Liste des tâches:
1/ Répondez à ces questions sur le texte consacré au Misanthrope :
(a) Comment le texte propose-t-il d'appeler Le Misanthrope ?
(b) Selon la citation de M. Bergson, que cherche à faire un défaut ridicule dès qu'il se sent ridicule ?
(c) Dans les vers cités à la fin, de quoi le locuteur serait-il fâché ?
2/ Rédigez la suite du texte sur Le Misanthrope, en partant du dernier vers cité.

Le Misanthrope occupe dans la comédie une place à part. On pourrait l’appeler la comédie de la comédie. Dans ce milieu de conscience claire, paraissent être contredites les lois ordinaires du comique, qui implique chez les personnages une certaine inconscience. « Le comique, dit M. Bergson, est inconscient. Comme s’il usait à rebours de l’anneau de Gygès, il se rend invisible à lui-même en devenant visible pour tout le monde. Un personnage de tragédie ne changera rien à sa conduite parce qu’il saura comment nous la jugeons ; il pourra persévérer, même avec la pleine conscience de ce qu’il est, même avec le sentiment très net de l’horreur qu’il nous inspire. Mais un défaut ridicule, dès qu’il se sent ridicule, cherche à se modifier, au moins extérieurement. » Pourrait-on le dire d’Alceste ? Alceste est peut-être le seul personnage comique qui ne craigne pas le ridicule, qui l’exige au contraire et qui y trouve son élément naturel.

Tous les hommes me sont à ce point odieux
Que je serais fâché d’être sage à leurs yeux.

Enregistrements extraits:

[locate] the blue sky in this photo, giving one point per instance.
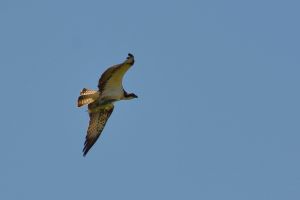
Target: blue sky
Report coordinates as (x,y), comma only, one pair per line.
(217,115)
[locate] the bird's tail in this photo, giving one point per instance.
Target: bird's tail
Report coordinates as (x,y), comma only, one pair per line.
(87,96)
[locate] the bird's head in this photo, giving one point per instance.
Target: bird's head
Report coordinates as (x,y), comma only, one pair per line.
(130,59)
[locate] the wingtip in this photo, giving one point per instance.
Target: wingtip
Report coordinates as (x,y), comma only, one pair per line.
(130,55)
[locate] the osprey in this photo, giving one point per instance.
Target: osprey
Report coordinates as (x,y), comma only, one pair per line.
(101,102)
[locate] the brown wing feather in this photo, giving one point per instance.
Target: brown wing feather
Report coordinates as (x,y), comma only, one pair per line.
(98,119)
(115,73)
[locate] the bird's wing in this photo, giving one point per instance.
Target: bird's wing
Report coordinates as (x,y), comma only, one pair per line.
(111,79)
(98,119)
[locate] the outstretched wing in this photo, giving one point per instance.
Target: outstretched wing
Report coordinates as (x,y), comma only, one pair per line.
(98,119)
(111,79)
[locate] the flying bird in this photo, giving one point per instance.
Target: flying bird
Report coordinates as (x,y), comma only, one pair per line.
(101,102)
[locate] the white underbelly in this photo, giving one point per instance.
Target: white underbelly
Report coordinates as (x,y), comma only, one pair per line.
(113,94)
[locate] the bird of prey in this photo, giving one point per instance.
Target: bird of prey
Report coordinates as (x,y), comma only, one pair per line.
(101,102)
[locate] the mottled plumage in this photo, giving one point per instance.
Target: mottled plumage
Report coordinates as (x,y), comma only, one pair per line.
(100,103)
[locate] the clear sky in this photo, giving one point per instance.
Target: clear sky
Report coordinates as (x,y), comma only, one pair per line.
(217,115)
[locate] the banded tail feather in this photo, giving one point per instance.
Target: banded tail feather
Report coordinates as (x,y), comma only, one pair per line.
(87,96)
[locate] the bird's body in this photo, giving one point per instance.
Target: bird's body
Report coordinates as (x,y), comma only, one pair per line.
(101,102)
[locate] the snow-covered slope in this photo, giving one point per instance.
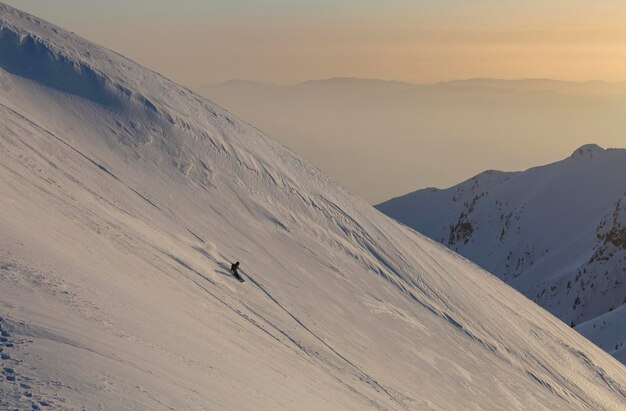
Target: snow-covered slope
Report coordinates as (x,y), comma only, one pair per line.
(556,233)
(124,196)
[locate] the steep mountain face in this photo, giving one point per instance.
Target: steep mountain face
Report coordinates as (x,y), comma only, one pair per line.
(123,199)
(556,233)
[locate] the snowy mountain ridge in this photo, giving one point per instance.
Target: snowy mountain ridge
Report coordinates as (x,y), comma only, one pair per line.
(123,199)
(556,233)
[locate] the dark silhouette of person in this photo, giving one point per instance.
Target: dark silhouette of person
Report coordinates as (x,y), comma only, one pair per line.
(234,268)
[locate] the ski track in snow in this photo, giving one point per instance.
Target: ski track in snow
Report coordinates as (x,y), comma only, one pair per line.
(123,200)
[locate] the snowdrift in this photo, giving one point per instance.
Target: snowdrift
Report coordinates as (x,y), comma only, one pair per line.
(556,233)
(123,199)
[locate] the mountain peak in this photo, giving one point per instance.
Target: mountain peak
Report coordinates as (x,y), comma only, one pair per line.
(587,150)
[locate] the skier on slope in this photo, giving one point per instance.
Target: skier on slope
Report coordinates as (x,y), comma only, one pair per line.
(233,268)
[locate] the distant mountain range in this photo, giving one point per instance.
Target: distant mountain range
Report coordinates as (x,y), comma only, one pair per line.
(557,233)
(395,134)
(124,198)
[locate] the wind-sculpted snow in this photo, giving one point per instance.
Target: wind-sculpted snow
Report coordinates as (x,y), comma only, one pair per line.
(118,223)
(556,233)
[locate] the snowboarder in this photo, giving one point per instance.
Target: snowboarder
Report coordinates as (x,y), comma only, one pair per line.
(234,269)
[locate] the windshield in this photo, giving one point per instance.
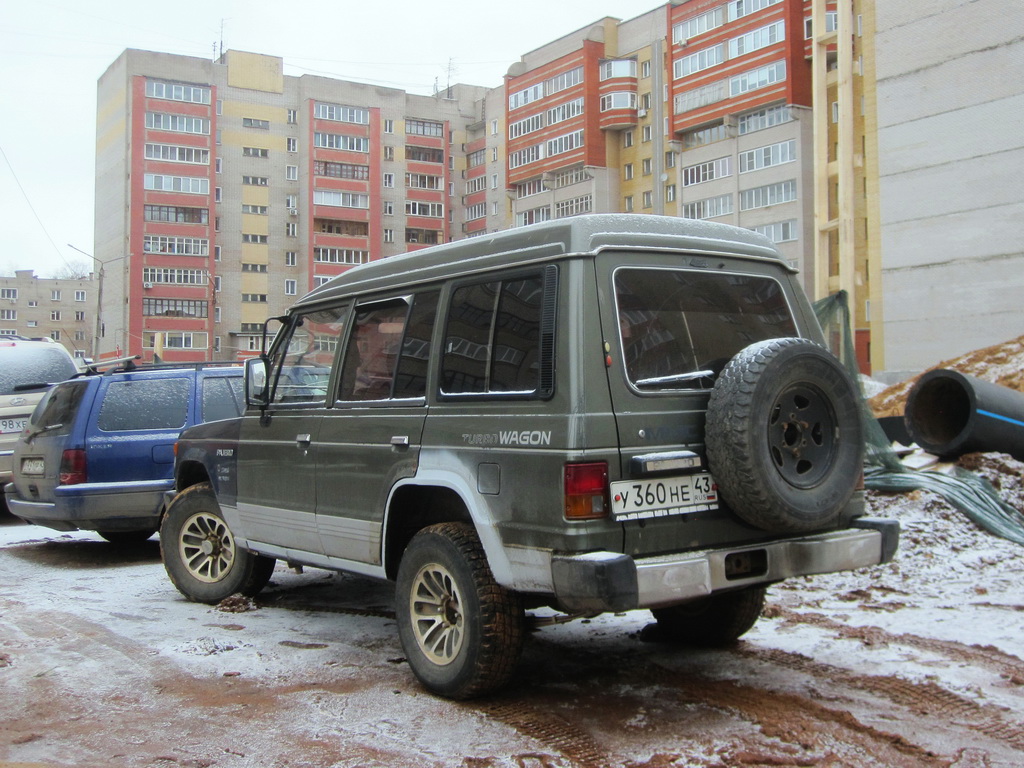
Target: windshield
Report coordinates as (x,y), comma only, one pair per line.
(679,328)
(35,364)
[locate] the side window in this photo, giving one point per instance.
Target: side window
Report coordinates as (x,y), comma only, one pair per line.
(373,352)
(222,397)
(144,403)
(411,380)
(302,363)
(499,338)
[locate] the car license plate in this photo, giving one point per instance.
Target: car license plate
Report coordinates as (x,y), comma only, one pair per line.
(32,466)
(633,500)
(12,425)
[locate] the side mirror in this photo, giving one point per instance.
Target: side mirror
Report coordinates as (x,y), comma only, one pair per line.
(257,392)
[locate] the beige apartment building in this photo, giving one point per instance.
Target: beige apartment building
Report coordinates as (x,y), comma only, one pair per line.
(40,308)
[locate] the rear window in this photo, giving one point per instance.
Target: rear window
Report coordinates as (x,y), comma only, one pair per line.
(679,328)
(23,365)
(56,411)
(144,403)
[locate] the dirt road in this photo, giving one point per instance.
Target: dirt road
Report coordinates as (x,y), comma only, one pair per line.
(102,664)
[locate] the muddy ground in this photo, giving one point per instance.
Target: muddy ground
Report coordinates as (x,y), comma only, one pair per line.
(918,663)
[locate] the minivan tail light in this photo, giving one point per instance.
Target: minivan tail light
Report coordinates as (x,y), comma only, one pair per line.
(587,491)
(73,467)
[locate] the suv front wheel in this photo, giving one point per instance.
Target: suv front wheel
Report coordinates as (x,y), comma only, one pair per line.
(200,554)
(462,632)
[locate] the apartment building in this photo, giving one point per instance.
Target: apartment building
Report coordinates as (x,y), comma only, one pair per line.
(60,309)
(226,189)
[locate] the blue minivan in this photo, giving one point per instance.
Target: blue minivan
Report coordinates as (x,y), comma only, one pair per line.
(98,451)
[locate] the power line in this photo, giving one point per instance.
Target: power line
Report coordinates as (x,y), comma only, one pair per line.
(32,208)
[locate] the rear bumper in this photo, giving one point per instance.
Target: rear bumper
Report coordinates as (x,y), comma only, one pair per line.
(600,582)
(101,506)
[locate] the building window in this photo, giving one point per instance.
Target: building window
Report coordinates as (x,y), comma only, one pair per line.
(769,195)
(713,169)
(622,68)
(341,141)
(160,121)
(177,91)
(424,128)
(188,184)
(709,208)
(341,114)
(766,157)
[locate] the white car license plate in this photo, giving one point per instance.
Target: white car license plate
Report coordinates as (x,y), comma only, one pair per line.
(12,425)
(633,500)
(32,466)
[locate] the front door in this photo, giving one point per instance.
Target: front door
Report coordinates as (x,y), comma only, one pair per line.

Réponses aux tâches:
1/
(a) La comédie de la comédie.
(b) À se modifier, au moins extérieurement.
(c) D'être sage aux yeux des hommes.

2/
Il paraît donc invulnérable, intérieurement, au ridicule. Et cependant, puisque c’est un personnage comique, il faut bien qu’il ait un talon d’Achille, un travers dont il ne saurait accepter de prendre conscience sans le démentir ou s’en corriger. Et ce point vulnérable, il ne faut rien moins, pour le trouver, que la finesse de Célimène. Les derniers vers du portrait qu’elle trace d’Alceste nous le font connaître :

Et ses vrais sentiments sont combattus par lui
Aussitôt qu’il les voit dans la bouche d’autrui.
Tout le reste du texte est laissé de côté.